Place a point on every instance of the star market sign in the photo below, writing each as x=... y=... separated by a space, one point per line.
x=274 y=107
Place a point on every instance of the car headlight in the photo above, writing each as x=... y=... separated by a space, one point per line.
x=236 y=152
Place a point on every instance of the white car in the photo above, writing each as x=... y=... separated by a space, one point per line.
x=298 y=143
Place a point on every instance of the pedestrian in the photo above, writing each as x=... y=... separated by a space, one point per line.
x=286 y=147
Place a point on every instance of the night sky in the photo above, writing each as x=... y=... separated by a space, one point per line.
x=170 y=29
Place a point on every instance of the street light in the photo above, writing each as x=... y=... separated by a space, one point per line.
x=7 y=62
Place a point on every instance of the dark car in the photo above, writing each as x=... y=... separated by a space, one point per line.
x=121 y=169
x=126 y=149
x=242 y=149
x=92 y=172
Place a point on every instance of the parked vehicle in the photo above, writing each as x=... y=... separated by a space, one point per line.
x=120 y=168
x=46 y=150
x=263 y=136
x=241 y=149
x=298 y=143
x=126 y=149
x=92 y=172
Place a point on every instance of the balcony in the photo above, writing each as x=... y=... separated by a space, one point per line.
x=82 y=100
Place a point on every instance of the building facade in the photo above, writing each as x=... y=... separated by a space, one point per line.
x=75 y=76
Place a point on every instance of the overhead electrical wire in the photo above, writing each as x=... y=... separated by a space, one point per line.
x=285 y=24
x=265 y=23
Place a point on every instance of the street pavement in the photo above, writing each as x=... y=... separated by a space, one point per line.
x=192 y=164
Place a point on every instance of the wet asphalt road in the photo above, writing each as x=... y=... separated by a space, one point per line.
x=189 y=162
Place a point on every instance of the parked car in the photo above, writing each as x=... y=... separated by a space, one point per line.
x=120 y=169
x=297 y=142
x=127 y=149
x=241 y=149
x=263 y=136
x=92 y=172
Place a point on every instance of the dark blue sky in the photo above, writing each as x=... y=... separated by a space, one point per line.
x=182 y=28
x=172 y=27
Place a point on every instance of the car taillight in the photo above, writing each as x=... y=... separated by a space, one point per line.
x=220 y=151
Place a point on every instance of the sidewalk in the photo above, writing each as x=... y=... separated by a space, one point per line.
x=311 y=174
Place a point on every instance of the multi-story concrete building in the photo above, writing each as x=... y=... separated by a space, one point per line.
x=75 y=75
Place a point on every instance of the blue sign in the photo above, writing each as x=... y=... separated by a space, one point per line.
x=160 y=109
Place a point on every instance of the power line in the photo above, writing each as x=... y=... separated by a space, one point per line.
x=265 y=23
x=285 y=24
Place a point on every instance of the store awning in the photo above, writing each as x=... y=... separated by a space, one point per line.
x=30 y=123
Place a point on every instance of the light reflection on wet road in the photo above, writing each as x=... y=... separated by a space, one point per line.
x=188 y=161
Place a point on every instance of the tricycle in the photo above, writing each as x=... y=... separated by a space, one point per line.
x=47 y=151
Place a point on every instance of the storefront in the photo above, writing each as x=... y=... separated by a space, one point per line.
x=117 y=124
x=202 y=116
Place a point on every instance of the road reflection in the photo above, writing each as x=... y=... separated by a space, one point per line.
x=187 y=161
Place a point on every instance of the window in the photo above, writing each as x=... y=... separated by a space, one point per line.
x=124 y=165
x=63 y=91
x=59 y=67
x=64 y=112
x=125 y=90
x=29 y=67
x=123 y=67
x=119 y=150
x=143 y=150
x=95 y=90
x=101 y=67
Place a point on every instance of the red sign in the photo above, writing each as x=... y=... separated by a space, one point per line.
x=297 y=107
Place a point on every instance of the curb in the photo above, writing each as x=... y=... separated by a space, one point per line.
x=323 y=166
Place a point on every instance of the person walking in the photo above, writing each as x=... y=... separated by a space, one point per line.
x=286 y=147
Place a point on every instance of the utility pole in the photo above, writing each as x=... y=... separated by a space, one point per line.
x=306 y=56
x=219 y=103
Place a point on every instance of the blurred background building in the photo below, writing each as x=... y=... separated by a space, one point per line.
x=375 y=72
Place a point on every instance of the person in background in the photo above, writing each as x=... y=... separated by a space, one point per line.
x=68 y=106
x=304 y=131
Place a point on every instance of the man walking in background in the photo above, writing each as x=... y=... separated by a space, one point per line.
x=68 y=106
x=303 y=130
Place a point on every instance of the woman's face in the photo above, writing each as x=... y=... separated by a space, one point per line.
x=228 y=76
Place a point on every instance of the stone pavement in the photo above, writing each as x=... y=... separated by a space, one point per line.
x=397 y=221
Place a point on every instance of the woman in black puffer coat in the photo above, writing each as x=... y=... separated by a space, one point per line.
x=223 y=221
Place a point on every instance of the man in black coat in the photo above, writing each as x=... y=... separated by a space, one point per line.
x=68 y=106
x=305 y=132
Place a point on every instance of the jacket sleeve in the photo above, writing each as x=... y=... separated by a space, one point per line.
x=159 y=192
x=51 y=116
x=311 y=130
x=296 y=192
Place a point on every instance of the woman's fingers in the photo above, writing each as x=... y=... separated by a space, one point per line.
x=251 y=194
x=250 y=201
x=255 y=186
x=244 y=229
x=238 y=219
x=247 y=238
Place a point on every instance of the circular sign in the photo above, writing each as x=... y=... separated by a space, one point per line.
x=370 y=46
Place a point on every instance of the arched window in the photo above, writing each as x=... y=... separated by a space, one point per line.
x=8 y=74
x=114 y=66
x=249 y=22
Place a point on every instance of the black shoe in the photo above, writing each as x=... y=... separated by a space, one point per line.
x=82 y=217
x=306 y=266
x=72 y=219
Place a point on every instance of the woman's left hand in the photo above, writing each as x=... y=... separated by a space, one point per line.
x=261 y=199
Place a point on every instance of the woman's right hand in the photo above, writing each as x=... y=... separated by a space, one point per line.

== WHAT THIS TASK INVOLVES ==
Format all of the records above as a Markdown table with the columns Row and Line, putting each line in its own numbered row and leaving out blank lines.

== SOLUTION TO THIS TASK ==
| Row | Line |
|---|---|
| 1 | Place a point on every instance of the star market sign in the photo below, writing each as x=... y=... separated by a space, one point per line. |
| 2 | x=274 y=107 |
| 3 | Place a point on every instance of the car headlight in the photo above, writing each as x=... y=... separated by a space, one point per line. |
| 4 | x=236 y=152 |
| 5 | Place a point on every instance of the white car in the photo above, writing each as x=... y=... separated by a space, one point per line. |
| 6 | x=298 y=143 |
| 7 | Place a point on every instance of the pedestrian in the photo above, writing each as x=... y=... separated by a space, one point per line. |
| 8 | x=286 y=147 |
| 9 | Place a point on every instance of the night sky in the photo above, writing each as x=... y=... separated by a space, one point per line. |
| 10 | x=170 y=29 |
| 11 | Place a point on every instance of the street light in the photo above, writing each as x=... y=... separated by a space, one point per line. |
| 12 | x=7 y=62 |
| 13 | Place a point on every instance of the dark car in the photo above, writing each as x=... y=... separated by a space, one point per line. |
| 14 | x=121 y=169 |
| 15 | x=126 y=149 |
| 16 | x=242 y=149 |
| 17 | x=92 y=172 |
| 18 | Place a point on every instance of the parked vehicle in the photo above, writing each as x=... y=... separated by a space, one point per line. |
| 19 | x=120 y=168 |
| 20 | x=46 y=150 |
| 21 | x=263 y=136 |
| 22 | x=241 y=149 |
| 23 | x=298 y=143 |
| 24 | x=126 y=149 |
| 25 | x=92 y=172 |
| 26 | Place a point on every instance of the balcony in the photo above, writing each as x=... y=... separated by a space, one point per line. |
| 27 | x=82 y=100 |
| 28 | Place a point on every instance of the building facade in the photo above, writing each as x=... y=... separated by a space, one point per line. |
| 29 | x=75 y=76 |
| 30 | Place a point on every instance of the overhead electrical wire in the photo above, writing each as x=... y=... separated by a space, one point per line. |
| 31 | x=285 y=24 |
| 32 | x=265 y=23 |
| 33 | Place a point on every instance of the street pavement in the photo above, writing each as x=... y=... separated by a space, one point per line. |
| 34 | x=192 y=164 |
| 35 | Place a point on every instance of the wet asphalt road in the photo above, writing each as x=... y=... separated by a space, one point per line. |
| 36 | x=189 y=162 |
| 37 | Place a point on every instance of the parked car in the photo above, writing each as x=... y=... separated by a space, one point per line. |
| 38 | x=120 y=169 |
| 39 | x=297 y=142 |
| 40 | x=127 y=149 |
| 41 | x=241 y=149 |
| 42 | x=263 y=136 |
| 43 | x=92 y=172 |
| 44 | Place a point on every instance of the dark blue sky in the photo above, writing each as x=... y=... separated by a space, one point per line. |
| 45 | x=182 y=28 |
| 46 | x=172 y=27 |
| 47 | Place a point on every instance of the car taillight in the photo above, writing each as x=... y=... separated by a space, one point per line. |
| 48 | x=220 y=151 |
| 49 | Place a point on every instance of the sidewalk in the photo above, writing each as x=... y=... separated by a space, one point per line. |
| 50 | x=311 y=174 |
| 51 | Place a point on every instance of the multi-story concrete building in the photo above, writing each as x=... y=... separated by a space, one point per line. |
| 52 | x=75 y=75 |
| 53 | Place a point on every instance of the blue sign in the photo above, writing each as x=... y=... separated by a space, one point per line. |
| 54 | x=160 y=109 |
| 55 | Place a point on every instance of the power line in the photo above, writing each as x=... y=... separated by a space, one point per line. |
| 56 | x=265 y=23 |
| 57 | x=285 y=24 |
| 58 | Place a point on every instance of the store awning in the photo above, writing each as x=... y=... separated by a space, one point per line. |
| 59 | x=30 y=123 |
| 60 | Place a point on every instance of the light reflection on wet road in the photo above, writing each as x=... y=... separated by a space, one point per line. |
| 61 | x=188 y=161 |
| 62 | Place a point on every instance of the tricycle in the photo above, writing each as x=... y=... separated by a space, one point per line. |
| 63 | x=47 y=151 |
| 64 | Place a point on every instance of the storefront in the photo above, writing each as x=... y=... separated by a space, one point per line. |
| 65 | x=117 y=124 |
| 66 | x=202 y=116 |
| 67 | Place a point on every instance of the road reflection in the photo above, writing each as x=... y=... separated by a space, one point per line. |
| 68 | x=187 y=161 |
| 69 | Place a point on every instance of the window in the photo above, writing each as x=... y=... separated by a space, one point per line. |
| 70 | x=124 y=165 |
| 71 | x=63 y=91 |
| 72 | x=59 y=67 |
| 73 | x=64 y=112 |
| 74 | x=125 y=90 |
| 75 | x=29 y=67 |
| 76 | x=123 y=67 |
| 77 | x=119 y=150 |
| 78 | x=143 y=150 |
| 79 | x=95 y=90 |
| 80 | x=101 y=67 |
| 81 | Place a point on every instance of the red sign in the photo above, writing each as x=... y=... separated by a space, one point per line. |
| 82 | x=297 y=107 |
| 83 | Place a point on every instance of the curb in the photo above, writing each as x=... y=... separated by a space, one point per line. |
| 84 | x=323 y=166 |
| 85 | Place a point on every instance of the person walking in the photo above, writing each as x=... y=... separated by a space, one point per line. |
| 86 | x=286 y=147 |
| 87 | Place a point on every instance of the utility pole in the photo above, writing each as x=... y=... separated by a space, one point per line. |
| 88 | x=306 y=56 |
| 89 | x=219 y=103 |
| 90 | Place a point on every instance of the blurred background building in the photo below, writing each as x=... y=... separated by a space, one point per line. |
| 91 | x=375 y=72 |
| 92 | Place a point on every instance of the person in background in the photo above, writing each as x=... y=... separated by a space, one point per line. |
| 93 | x=68 y=106 |
| 94 | x=304 y=131 |
| 95 | Place a point on every instance of the man walking in background in the photo above, writing each as x=... y=... separated by a space, one point per line. |
| 96 | x=68 y=106 |
| 97 | x=303 y=130 |
| 98 | Place a point on every instance of the woman's face in the photo above, writing each as x=... y=... separated by a space, one point per line. |
| 99 | x=228 y=76 |
| 100 | Place a point on every instance of the stone pavement in the photo above, writing each as x=... y=... separated by a space, one point per line. |
| 101 | x=397 y=221 |
| 102 | Place a point on every instance of the woman in black puffer coat in the photo above, writing each as x=... y=... separated by a space, one point per line. |
| 103 | x=223 y=221 |
| 104 | Place a point on every instance of the man in black coat in the photo above, writing each as x=... y=... separated by a space, one point per line. |
| 105 | x=68 y=106 |
| 106 | x=305 y=132 |
| 107 | Place a point on every instance of the jacket sleeve in the photo above, writing each as x=... y=... separated by a space, one point per line. |
| 108 | x=159 y=192 |
| 109 | x=51 y=116 |
| 110 | x=311 y=130 |
| 111 | x=296 y=192 |
| 112 | Place a point on every instance of the woman's fingers in the photo above, writing each as x=... y=... separated by a space, one point per line. |
| 113 | x=251 y=194 |
| 114 | x=250 y=201 |
| 115 | x=255 y=186 |
| 116 | x=244 y=229 |
| 117 | x=238 y=219 |
| 118 | x=247 y=238 |
| 119 | Place a point on every instance of the circular sign in the photo above, writing each as x=... y=... separated by a space, one point per line. |
| 120 | x=370 y=46 |
| 121 | Place a point on every instance of the arched window in the photo above, writing each as x=... y=... separated by a space, one point per line. |
| 122 | x=8 y=74 |
| 123 | x=114 y=66 |
| 124 | x=249 y=22 |
| 125 | Place a point on every instance of the black shoe in the photo above, writing each as x=... y=... separated by a space, one point per line. |
| 126 | x=82 y=217 |
| 127 | x=306 y=266 |
| 128 | x=72 y=219 |
| 129 | Place a point on every instance of the woman's left hand in the photo above, writing each as x=... y=... separated by a space, one point per line. |
| 130 | x=261 y=199 |
| 131 | Place a point on every instance of the woman's right hand in the photo above, writing each as x=... y=... separated by a space, one point per line. |